═════ 所给文本 ═════

本文主要利用LSTM和CNN来处理移动传感器产生的数据识别人类活动。

传感器数据集

数据组成

这个项目使用了 WISDM (Wireless Sensor Data Mining) Lab 实验室公开的 Actitracker 的数据集

其中数据：
测试记录：1,098,207 条
行为类型：6 种

走路
慢跑
上楼梯
下楼梯
坐
站立

传感器类型：加速度
测试场景：手机放在衣兜里面

WISDM 公开了两个数据集，一个是在实验室环境采集的；另一个是在真实使用场景中采集的，这里使用的是实验室环境采集的数据。

数据分析

其中数据又6中数据行为：
Walking -> 2,082 -> 38.4%,
Jogging -> 1,626 -> 30.0%,
Upstairs -> 633 -> 11.7%,
Downstairs -> 529 -> 9.8%,
Sitting -> 307 -> 5.7%,
Standing -> 247 -> 4.6%,
数据组成：

Raw.txt遵循以下格式:
[user-id],[activity],[timestamp],[x-acceleration],[y-accel],[z-accel]

user-id 是用户的id:数据范围是[1..36]
activity 是用户的行为，包括[Walking,Jogging,Upstairs,Downstairs,Sitting,Standing]
timestamp 是用户手机里面的时间戳
x-acceleration 是手机x轴的加速度，数值介于[-20,20]的浮点数
y-accel 类似于x-accel
z-accel 类似于z-accel

读取数据

column_names =['user-id', 'activity', 'timestamp', 'X', 'Y', 'Z']
df = pd.read_csv('Dataset/WISDM_ar_v1.1/WISDM_ar_v1.1_raw.txt',header=None, names=column_names)

═════ 所给条目 ═════

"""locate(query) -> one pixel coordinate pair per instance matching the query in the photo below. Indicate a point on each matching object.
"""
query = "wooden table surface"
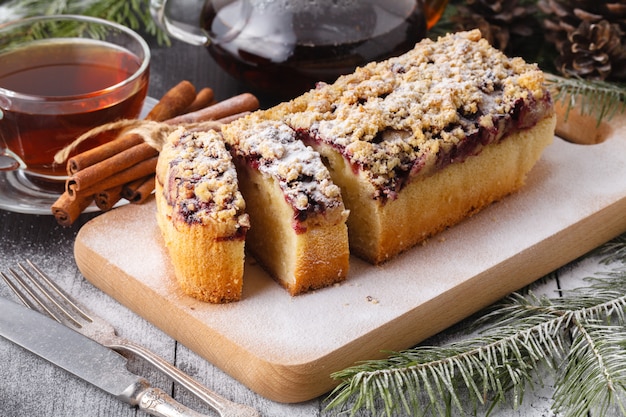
(32, 387)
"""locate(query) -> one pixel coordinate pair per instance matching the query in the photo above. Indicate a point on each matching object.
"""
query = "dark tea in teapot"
(284, 47)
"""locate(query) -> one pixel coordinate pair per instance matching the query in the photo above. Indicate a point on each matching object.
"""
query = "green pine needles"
(597, 98)
(132, 13)
(580, 338)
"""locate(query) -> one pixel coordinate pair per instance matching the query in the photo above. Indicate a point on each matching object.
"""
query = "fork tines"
(42, 293)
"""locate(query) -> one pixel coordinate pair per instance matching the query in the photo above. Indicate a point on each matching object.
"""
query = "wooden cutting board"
(285, 348)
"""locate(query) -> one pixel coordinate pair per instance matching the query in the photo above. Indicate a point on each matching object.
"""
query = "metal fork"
(51, 300)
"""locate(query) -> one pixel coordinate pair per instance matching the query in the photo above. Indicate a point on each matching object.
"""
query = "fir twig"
(132, 13)
(581, 337)
(599, 98)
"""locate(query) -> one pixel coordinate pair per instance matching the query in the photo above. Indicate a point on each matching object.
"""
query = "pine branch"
(581, 337)
(599, 98)
(132, 13)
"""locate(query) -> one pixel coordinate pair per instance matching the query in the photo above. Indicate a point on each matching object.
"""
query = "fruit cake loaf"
(201, 214)
(298, 229)
(421, 141)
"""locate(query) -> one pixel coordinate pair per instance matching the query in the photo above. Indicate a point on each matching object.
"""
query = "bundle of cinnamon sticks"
(124, 168)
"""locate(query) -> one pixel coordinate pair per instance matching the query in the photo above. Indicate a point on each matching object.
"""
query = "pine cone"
(588, 36)
(504, 23)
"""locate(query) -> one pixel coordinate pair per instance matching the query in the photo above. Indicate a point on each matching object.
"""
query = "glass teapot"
(284, 47)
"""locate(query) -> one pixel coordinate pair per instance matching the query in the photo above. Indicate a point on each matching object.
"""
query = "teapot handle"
(183, 31)
(433, 9)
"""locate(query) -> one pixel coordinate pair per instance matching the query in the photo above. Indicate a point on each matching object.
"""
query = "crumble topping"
(416, 113)
(273, 148)
(203, 180)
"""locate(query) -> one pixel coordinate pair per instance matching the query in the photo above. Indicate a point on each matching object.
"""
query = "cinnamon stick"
(173, 102)
(233, 105)
(87, 177)
(106, 199)
(66, 210)
(102, 152)
(127, 175)
(204, 97)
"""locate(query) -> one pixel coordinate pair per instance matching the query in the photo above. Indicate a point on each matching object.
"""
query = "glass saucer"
(17, 193)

═════

任务说明
1/ 根据人类活动识别一文回答：
(a) 数据集共有多少条测试记录？
(b) user-id 的数据范围是多少？
(c) 采集数据时手机放在哪里？
2/ 列出人类活动识别一文中以中文写出的全部行为类型。
3/ 从人类活动识别一文的最后一行之后往下续写。

作答结果
1/
(a) 1,098,207 条
(b) [1..36]
(c) 衣兜里面

2/ 走路、慢跑、上楼梯、下楼梯、坐、站立

3/
df.head()

我们发现如果用上面的代码处理的话，会出现最后一行"Z"多了一个';'.

所以我们读取完了之后要处理一下

#raw.txt follows this format:
#[user],[activity],[timestamp],[x-accel],[y-accel],[z-accel];

def read_data(filepath): 
    df = read_csv(filepath,header=None, names=['user-id', 
                                               'activity', 
                                               'timestamp', 
                                               'X', 
                                               'Y', 
                                               'Z']) 
    ## removing ';' from last column and converting it to float 
    df['Z'].replace(regex=True, inplace=True, to_replace=r';', value=r'') 
    df['Z'] = df['Z'].apply(convert_to_float) 
    return df 
 
def convert_to_float(x): 
    try: 
        return np.float64(x) 
    except: 
        return np.nan 
 
df = read_data('Dataset/WISDM_ar_v1.1/WISDM_ar_v1.1_raw.txt') 
df.head()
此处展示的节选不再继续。